▸ **SOURCE TEXT**:
---+---

2. The method of claim 1 wherein the relation phrase constraint includes a syntactic constraint and a lexical constraint.
3. The method of claim 2 wherein the identified relation phrase is the longest relation phrase in the sentence that satisfies the both the syntactic constraint and lexical constraint.
4. The method of claim 3 wherein the syntactic constraint is a POS-based regular expression for reducing extraction of incoherent and uninformative relation phrases such that a relation phrase satisfies the syntactic constraint when the relation phrase matches the POS-based regular expression and wherein the lexical constraint is a dictionary of relation phrases for reducing extraction of uninformative relation phrases such that a relation phrase satisfies the lexical constraint when the relation phrase is in the dictionary.
5. The method of claim 4 wherein the POS-based regular expression is a simple verb phrase, a verb phrase followed immediately by a preposition or particle, or a verb phrase followed by a simple noun phrase and ending in a preposition or particle.

---+---

▸ **COMPLETE THE FOLLOWING**:
a. Quote the patent claims word for word, beginning at the words "3. The method" and stopping after "in the dictionary.".
b. Translate this sentence from the patent claims into Spanish: "The method of claim 1 wherein the relation phrase constraint includes a syntactic constraint and a lexical constraint."
The material has no connection to the patent claims above.

---+---

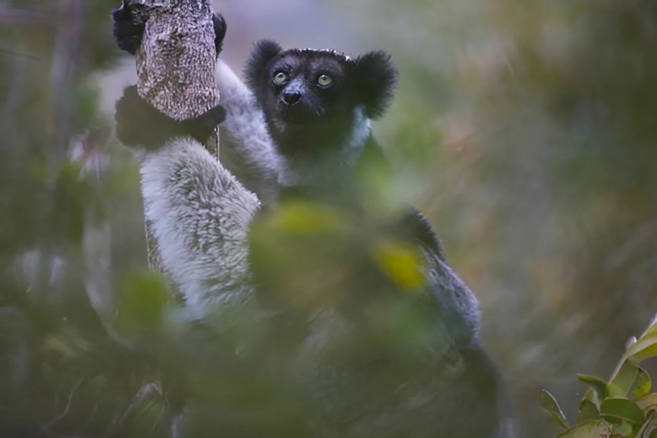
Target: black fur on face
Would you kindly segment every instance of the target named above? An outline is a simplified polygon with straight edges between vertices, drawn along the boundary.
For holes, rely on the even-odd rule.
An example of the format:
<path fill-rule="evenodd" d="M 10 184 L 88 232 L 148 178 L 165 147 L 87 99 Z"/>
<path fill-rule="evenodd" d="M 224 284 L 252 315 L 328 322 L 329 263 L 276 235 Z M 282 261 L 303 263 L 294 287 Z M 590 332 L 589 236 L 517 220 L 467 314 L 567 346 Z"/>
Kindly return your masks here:
<path fill-rule="evenodd" d="M 275 137 L 322 127 L 338 134 L 351 127 L 354 110 L 376 118 L 397 85 L 391 56 L 373 51 L 355 59 L 330 50 L 284 51 L 275 41 L 256 43 L 244 68 Z"/>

---+---

▸ **TASK RESPONSES**:
a.
3. The method of claim 2 wherein the identified relation phrase is the longest relation phrase in the sentence that satisfies the both the syntactic constraint and lexical constraint.
4. The method of claim 3 wherein the syntactic constraint is a POS-based regular expression for reducing extraction of incoherent and uninformative relation phrases such that a relation phrase satisfies the syntactic constraint when the relation phrase matches the POS-based regular expression and wherein the lexical constraint is a dictionary of relation phrases for reducing extraction of uninformative relation phrases such that a relation phrase satisfies the lexical constraint when the relation phrase is in the dictionary.

b. El método de la reivindicación 1, en el que la restricción de frase relacional incluye una restricción sintáctica y una restricción léxica.